- _Work instructions_: Which lines in the records below contain the word "building"? Copy each of those lines in full.

- _Data for this exercise_:
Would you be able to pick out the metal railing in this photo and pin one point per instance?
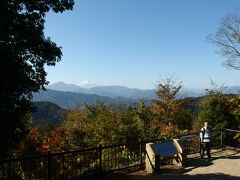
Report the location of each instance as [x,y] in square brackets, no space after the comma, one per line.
[102,159]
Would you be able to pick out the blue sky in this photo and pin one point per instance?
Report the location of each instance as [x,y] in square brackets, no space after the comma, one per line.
[136,42]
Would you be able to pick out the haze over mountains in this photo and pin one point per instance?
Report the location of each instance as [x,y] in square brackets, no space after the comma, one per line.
[70,95]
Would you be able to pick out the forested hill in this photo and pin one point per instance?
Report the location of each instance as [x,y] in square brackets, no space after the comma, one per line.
[47,113]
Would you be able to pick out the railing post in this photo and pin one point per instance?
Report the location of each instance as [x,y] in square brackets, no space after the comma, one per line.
[49,165]
[141,152]
[100,159]
[222,138]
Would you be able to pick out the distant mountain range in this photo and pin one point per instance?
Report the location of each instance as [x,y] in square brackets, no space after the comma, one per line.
[72,99]
[70,95]
[110,91]
[47,113]
[125,92]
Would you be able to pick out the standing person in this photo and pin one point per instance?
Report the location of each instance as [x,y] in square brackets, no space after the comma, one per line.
[205,138]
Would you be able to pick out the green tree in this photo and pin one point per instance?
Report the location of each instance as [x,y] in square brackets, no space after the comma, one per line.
[24,51]
[168,108]
[227,38]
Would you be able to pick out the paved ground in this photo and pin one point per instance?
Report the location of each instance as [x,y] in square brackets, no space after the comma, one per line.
[223,165]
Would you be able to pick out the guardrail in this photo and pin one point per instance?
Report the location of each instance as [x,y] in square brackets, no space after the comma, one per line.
[95,161]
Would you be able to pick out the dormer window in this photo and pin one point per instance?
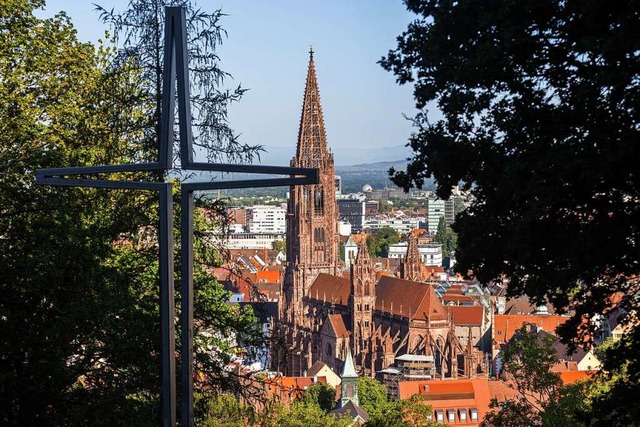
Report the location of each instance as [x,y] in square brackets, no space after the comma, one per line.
[474,414]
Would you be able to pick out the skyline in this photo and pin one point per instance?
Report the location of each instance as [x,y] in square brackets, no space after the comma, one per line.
[363,107]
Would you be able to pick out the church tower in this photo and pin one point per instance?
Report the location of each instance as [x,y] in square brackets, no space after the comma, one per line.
[312,228]
[362,300]
[412,266]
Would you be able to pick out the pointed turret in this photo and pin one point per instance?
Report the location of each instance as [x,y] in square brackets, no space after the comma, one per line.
[349,385]
[362,301]
[412,266]
[312,138]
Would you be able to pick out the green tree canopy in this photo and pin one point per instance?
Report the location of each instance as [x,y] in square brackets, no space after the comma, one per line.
[322,395]
[539,103]
[79,317]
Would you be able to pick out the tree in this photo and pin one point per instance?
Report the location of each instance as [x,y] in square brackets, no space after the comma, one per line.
[383,412]
[79,318]
[539,105]
[542,399]
[141,30]
[322,395]
[447,237]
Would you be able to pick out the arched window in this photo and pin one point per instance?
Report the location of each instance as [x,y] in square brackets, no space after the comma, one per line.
[318,202]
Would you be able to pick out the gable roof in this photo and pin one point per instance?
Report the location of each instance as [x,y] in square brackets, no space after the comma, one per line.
[407,298]
[505,325]
[352,410]
[315,368]
[471,316]
[458,394]
[349,371]
[337,325]
[332,289]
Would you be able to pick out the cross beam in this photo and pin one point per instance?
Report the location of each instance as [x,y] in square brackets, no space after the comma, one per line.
[175,69]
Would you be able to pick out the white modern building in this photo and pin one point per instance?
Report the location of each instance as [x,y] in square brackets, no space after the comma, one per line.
[267,219]
[440,208]
[252,240]
[400,225]
[431,253]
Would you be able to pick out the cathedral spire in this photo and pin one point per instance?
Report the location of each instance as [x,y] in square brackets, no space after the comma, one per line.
[312,138]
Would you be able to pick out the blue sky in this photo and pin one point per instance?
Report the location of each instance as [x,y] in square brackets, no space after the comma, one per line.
[267,52]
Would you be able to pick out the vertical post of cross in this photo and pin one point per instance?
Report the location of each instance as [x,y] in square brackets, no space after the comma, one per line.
[186,315]
[167,315]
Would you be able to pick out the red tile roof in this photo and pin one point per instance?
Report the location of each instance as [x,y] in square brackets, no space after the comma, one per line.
[269,276]
[458,395]
[463,315]
[332,289]
[505,325]
[336,322]
[570,377]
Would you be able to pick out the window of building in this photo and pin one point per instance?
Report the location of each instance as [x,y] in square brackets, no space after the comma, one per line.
[451,415]
[474,414]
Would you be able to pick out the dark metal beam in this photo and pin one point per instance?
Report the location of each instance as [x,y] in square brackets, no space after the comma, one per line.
[186,315]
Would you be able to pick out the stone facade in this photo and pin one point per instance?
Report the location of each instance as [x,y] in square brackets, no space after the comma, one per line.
[326,312]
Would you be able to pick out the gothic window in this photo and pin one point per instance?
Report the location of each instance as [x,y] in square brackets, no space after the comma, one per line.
[367,288]
[318,203]
[349,390]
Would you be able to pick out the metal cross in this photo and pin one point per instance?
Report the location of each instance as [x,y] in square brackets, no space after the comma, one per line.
[176,68]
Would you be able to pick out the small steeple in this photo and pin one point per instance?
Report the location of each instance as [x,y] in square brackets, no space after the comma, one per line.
[349,385]
[412,266]
[363,252]
[349,369]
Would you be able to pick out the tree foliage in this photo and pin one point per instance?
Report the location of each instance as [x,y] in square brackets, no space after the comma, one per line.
[539,103]
[384,412]
[542,400]
[140,30]
[322,395]
[79,319]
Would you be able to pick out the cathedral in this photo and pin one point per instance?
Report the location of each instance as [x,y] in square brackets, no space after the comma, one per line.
[327,310]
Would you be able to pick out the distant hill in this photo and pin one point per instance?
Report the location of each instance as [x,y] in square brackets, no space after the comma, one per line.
[275,155]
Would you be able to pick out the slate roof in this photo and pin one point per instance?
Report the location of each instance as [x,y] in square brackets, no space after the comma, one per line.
[349,371]
[410,299]
[332,289]
[352,410]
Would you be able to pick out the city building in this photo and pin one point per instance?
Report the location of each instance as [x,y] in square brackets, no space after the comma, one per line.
[400,225]
[267,219]
[252,240]
[352,211]
[323,314]
[430,253]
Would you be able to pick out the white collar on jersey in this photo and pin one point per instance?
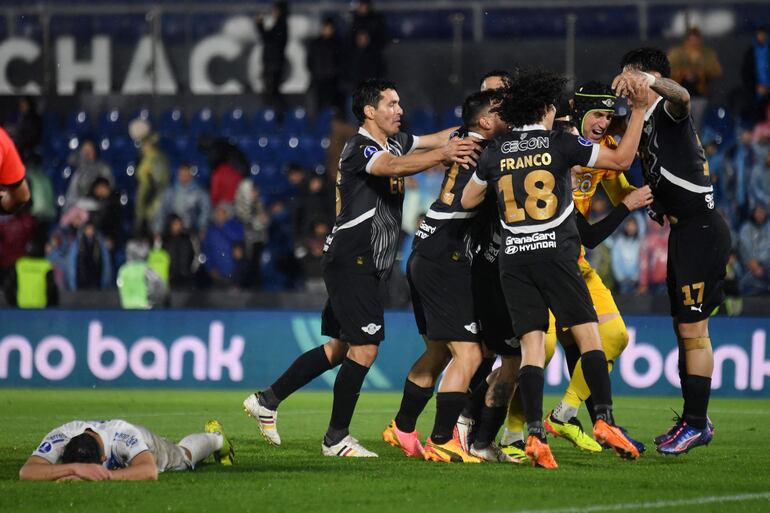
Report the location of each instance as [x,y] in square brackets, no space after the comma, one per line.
[648,112]
[527,128]
[477,135]
[365,133]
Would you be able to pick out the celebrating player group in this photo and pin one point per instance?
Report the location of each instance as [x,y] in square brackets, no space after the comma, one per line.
[498,269]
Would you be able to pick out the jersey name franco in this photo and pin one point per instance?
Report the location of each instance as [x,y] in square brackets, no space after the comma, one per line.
[530,170]
[677,173]
[446,230]
[365,234]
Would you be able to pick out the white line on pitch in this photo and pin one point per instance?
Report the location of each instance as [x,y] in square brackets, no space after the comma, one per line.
[635,506]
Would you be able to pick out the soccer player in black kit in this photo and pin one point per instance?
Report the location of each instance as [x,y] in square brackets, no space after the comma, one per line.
[675,167]
[529,168]
[439,274]
[358,254]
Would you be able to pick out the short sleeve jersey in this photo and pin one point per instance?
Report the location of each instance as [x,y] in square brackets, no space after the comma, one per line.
[674,164]
[446,231]
[589,178]
[122,441]
[530,170]
[11,167]
[365,233]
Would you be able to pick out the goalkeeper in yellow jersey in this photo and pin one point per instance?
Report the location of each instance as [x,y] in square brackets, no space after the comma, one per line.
[593,106]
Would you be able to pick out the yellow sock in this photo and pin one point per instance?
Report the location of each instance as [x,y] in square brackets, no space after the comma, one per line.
[614,339]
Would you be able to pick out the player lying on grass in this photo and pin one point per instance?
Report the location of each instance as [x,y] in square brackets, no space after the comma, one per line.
[84,450]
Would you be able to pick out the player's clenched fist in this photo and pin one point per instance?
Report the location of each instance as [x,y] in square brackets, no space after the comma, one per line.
[463,151]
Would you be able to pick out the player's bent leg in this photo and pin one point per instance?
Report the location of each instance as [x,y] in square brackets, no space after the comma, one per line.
[202,445]
[347,387]
[263,406]
[225,454]
[450,401]
[694,428]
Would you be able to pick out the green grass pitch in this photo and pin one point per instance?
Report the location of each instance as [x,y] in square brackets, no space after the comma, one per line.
[729,475]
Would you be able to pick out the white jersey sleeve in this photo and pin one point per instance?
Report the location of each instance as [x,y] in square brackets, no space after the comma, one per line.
[52,446]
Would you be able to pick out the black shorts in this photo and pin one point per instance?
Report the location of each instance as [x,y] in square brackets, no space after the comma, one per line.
[698,250]
[491,311]
[442,299]
[531,289]
[354,312]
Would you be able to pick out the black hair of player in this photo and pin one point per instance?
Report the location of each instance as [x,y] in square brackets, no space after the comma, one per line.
[648,59]
[475,105]
[82,449]
[529,97]
[503,74]
[369,92]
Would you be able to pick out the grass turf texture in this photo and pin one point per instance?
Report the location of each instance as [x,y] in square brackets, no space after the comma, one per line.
[295,477]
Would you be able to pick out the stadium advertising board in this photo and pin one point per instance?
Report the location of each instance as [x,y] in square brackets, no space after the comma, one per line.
[248,349]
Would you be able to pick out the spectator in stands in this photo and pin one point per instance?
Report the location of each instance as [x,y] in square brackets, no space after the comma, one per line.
[41,190]
[280,263]
[742,162]
[31,283]
[89,266]
[754,250]
[16,231]
[88,167]
[224,183]
[28,132]
[625,257]
[695,66]
[755,73]
[250,211]
[152,175]
[140,287]
[222,235]
[314,243]
[759,183]
[186,199]
[107,213]
[274,39]
[315,204]
[325,61]
[181,251]
[653,259]
[367,21]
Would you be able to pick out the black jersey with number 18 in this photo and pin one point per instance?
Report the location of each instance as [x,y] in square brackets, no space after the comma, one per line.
[530,171]
[365,234]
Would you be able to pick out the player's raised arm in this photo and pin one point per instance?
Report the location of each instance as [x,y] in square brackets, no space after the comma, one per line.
[622,157]
[463,151]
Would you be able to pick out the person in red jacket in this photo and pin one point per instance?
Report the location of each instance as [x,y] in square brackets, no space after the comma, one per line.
[14,191]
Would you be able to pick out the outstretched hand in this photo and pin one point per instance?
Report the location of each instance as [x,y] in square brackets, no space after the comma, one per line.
[638,198]
[463,151]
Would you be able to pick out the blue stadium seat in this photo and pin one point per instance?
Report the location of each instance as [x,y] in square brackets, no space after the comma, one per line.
[719,119]
[78,123]
[203,123]
[265,122]
[296,122]
[172,123]
[111,124]
[234,123]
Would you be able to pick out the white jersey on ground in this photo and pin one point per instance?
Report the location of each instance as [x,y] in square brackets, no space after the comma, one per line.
[122,440]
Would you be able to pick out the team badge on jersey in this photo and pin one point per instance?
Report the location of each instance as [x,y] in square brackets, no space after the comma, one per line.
[369,151]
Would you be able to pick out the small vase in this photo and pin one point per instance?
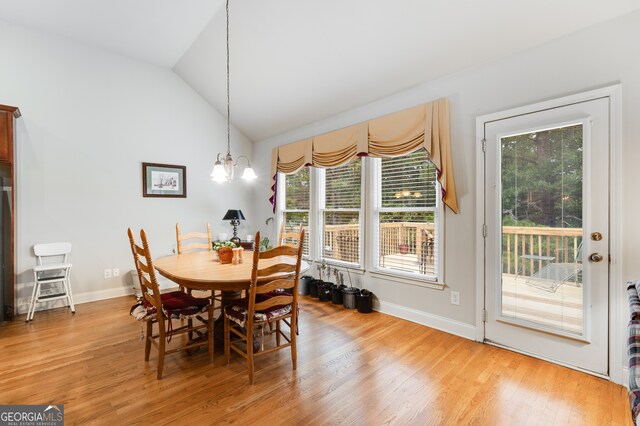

- _Task result_:
Would you be able to pick out the white modern building in this photo and pin one point per instance?
Would you be able to pick out the window of building in this photo and pin one point per instance?
Would you be able to pick out the city building in this photo and pin one point per instance?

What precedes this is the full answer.